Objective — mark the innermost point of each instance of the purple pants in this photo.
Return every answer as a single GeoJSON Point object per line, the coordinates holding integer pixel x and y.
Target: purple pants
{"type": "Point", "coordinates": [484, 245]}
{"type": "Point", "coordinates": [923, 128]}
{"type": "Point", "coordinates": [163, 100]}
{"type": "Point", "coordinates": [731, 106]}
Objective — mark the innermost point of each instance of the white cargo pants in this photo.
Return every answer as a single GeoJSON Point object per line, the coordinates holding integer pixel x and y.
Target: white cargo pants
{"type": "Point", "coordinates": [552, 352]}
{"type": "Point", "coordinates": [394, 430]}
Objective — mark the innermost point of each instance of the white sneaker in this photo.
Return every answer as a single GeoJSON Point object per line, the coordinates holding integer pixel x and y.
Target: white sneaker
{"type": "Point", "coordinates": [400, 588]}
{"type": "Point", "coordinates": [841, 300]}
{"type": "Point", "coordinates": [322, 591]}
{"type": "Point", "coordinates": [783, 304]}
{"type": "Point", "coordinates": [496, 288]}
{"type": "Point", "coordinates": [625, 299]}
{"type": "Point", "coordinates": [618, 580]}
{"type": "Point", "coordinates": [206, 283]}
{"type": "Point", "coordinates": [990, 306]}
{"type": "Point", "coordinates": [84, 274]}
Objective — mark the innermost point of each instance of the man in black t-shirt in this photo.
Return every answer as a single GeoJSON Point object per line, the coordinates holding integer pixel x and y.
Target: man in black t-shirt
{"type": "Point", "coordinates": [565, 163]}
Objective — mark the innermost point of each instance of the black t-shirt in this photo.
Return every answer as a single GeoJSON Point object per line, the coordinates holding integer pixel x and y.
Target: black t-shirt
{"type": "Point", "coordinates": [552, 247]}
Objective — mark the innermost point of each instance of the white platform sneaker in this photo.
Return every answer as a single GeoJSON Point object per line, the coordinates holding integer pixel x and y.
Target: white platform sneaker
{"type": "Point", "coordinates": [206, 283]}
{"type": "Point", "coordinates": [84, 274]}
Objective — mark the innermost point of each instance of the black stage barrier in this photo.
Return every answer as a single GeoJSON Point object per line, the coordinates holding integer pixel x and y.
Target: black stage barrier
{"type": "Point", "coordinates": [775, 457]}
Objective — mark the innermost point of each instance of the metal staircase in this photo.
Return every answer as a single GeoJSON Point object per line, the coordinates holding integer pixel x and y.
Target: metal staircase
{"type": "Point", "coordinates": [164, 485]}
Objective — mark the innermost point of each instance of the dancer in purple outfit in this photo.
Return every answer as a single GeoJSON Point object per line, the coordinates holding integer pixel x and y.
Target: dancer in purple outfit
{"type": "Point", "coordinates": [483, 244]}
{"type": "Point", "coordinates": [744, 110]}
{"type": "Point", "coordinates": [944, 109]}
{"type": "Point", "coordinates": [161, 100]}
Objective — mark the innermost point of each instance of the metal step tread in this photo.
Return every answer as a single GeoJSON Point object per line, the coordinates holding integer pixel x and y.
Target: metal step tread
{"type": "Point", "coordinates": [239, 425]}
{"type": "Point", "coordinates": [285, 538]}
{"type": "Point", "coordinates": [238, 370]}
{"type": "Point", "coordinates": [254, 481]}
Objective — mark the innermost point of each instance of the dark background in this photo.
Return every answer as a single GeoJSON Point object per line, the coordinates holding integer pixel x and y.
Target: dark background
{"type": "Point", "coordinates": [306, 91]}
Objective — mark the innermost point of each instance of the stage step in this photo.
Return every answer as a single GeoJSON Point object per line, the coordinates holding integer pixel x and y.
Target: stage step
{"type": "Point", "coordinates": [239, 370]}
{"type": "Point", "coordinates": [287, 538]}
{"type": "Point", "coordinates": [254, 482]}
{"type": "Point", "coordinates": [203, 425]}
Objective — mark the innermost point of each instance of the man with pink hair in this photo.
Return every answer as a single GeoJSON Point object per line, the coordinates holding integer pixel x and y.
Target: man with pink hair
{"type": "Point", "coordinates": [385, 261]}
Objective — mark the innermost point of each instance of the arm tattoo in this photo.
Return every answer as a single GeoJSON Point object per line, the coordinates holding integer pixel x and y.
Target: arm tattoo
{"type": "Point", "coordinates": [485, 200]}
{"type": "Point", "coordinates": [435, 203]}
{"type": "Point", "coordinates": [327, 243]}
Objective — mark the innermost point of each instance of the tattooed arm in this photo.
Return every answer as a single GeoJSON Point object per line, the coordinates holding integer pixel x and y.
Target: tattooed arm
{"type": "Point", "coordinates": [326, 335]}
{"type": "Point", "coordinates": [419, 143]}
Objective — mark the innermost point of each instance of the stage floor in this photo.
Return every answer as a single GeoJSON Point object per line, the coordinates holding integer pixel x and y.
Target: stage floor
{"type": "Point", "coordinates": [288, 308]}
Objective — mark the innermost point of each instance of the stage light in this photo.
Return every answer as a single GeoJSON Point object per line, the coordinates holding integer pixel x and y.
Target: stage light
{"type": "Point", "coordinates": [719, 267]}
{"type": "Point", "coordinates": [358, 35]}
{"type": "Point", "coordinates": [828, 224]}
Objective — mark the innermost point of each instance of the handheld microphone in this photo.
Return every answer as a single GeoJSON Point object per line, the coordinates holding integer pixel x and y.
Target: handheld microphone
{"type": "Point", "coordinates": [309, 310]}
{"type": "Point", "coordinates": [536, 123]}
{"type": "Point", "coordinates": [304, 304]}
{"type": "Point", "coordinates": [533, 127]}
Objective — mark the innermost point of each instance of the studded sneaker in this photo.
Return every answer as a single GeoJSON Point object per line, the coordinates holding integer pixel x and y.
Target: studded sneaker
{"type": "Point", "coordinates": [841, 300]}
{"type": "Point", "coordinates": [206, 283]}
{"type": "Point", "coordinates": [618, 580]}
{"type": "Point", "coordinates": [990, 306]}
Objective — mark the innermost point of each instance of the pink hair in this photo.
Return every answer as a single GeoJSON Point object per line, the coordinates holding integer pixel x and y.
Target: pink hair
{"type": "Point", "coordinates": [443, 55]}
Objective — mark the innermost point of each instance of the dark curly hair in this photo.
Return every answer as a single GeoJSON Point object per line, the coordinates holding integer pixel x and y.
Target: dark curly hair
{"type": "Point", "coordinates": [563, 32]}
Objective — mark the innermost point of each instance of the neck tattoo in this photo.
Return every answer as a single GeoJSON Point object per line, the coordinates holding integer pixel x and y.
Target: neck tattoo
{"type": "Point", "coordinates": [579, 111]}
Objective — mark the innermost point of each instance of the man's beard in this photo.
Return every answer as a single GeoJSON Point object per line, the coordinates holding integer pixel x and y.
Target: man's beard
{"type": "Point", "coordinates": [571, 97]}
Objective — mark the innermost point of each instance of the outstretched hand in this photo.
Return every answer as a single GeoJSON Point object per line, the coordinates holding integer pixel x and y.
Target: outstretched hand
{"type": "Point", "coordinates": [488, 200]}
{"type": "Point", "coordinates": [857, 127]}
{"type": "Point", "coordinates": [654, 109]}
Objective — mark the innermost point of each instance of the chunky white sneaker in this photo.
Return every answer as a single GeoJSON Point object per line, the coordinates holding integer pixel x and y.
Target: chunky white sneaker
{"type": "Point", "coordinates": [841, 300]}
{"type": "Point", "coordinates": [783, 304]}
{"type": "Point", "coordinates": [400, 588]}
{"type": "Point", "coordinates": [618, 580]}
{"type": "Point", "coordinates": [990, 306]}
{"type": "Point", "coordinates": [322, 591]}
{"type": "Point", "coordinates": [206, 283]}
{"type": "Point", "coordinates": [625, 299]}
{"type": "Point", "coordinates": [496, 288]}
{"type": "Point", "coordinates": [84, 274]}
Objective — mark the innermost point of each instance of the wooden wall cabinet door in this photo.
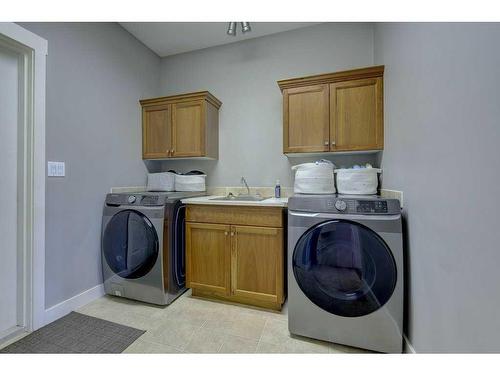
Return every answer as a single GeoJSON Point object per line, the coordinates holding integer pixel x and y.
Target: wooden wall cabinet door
{"type": "Point", "coordinates": [306, 116]}
{"type": "Point", "coordinates": [356, 119]}
{"type": "Point", "coordinates": [257, 263]}
{"type": "Point", "coordinates": [208, 248]}
{"type": "Point", "coordinates": [156, 131]}
{"type": "Point", "coordinates": [188, 129]}
{"type": "Point", "coordinates": [181, 126]}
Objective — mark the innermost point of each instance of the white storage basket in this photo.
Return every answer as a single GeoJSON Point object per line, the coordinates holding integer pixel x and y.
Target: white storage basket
{"type": "Point", "coordinates": [164, 181]}
{"type": "Point", "coordinates": [314, 178]}
{"type": "Point", "coordinates": [362, 181]}
{"type": "Point", "coordinates": [194, 182]}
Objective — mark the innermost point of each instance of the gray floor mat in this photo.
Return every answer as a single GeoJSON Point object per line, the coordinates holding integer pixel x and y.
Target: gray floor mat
{"type": "Point", "coordinates": [77, 333]}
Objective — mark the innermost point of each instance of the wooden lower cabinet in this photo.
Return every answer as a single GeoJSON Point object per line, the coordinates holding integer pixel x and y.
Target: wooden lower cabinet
{"type": "Point", "coordinates": [257, 263]}
{"type": "Point", "coordinates": [208, 257]}
{"type": "Point", "coordinates": [239, 263]}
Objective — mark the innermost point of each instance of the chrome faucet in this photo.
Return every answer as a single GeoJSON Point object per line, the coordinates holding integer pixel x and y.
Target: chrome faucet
{"type": "Point", "coordinates": [244, 182]}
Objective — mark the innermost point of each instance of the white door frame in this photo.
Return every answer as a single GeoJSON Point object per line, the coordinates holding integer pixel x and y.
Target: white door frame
{"type": "Point", "coordinates": [32, 52]}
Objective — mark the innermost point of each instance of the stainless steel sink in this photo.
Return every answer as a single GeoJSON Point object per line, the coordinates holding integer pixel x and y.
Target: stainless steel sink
{"type": "Point", "coordinates": [245, 198]}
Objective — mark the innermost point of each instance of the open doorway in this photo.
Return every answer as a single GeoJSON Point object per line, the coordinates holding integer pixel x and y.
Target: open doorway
{"type": "Point", "coordinates": [22, 184]}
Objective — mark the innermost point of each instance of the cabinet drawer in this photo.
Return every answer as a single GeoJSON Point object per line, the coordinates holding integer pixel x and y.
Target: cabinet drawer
{"type": "Point", "coordinates": [236, 215]}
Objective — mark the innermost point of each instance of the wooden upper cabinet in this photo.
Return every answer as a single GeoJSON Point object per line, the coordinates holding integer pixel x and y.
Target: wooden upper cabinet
{"type": "Point", "coordinates": [357, 115]}
{"type": "Point", "coordinates": [188, 128]}
{"type": "Point", "coordinates": [208, 249]}
{"type": "Point", "coordinates": [306, 119]}
{"type": "Point", "coordinates": [334, 112]}
{"type": "Point", "coordinates": [156, 134]}
{"type": "Point", "coordinates": [181, 126]}
{"type": "Point", "coordinates": [257, 263]}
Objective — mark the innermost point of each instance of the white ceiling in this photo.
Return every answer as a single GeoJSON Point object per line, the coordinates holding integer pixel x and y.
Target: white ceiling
{"type": "Point", "coordinates": [170, 38]}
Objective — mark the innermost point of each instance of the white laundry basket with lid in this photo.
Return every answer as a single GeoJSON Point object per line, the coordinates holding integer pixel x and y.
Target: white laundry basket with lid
{"type": "Point", "coordinates": [163, 181]}
{"type": "Point", "coordinates": [314, 178]}
{"type": "Point", "coordinates": [191, 181]}
{"type": "Point", "coordinates": [363, 181]}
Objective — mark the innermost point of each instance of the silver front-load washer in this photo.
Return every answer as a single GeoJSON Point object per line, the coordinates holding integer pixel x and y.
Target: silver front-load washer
{"type": "Point", "coordinates": [345, 270]}
{"type": "Point", "coordinates": [143, 246]}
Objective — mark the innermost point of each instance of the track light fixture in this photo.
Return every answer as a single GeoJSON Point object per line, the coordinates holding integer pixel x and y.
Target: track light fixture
{"type": "Point", "coordinates": [245, 27]}
{"type": "Point", "coordinates": [231, 28]}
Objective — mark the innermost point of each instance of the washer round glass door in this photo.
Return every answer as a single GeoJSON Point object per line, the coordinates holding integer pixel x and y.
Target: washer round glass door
{"type": "Point", "coordinates": [344, 268]}
{"type": "Point", "coordinates": [130, 244]}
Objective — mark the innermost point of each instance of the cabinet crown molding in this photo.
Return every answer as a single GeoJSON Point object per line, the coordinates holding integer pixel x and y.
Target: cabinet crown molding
{"type": "Point", "coordinates": [346, 75]}
{"type": "Point", "coordinates": [206, 95]}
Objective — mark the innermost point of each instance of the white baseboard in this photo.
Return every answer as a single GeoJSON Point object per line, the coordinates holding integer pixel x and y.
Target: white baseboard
{"type": "Point", "coordinates": [65, 307]}
{"type": "Point", "coordinates": [408, 347]}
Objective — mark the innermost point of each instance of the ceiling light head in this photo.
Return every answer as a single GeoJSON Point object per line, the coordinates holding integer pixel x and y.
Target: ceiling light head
{"type": "Point", "coordinates": [231, 29]}
{"type": "Point", "coordinates": [245, 27]}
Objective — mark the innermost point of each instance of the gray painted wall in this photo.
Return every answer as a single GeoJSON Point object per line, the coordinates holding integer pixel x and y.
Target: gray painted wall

▶ EXERCISE DETAILS
If a line in the records above holds the string "painted", copy it.

▶ RESPONSE BOX
Objective — mark the innermost point of each instance of the gray painted wall in this photo.
Target: gray painted wall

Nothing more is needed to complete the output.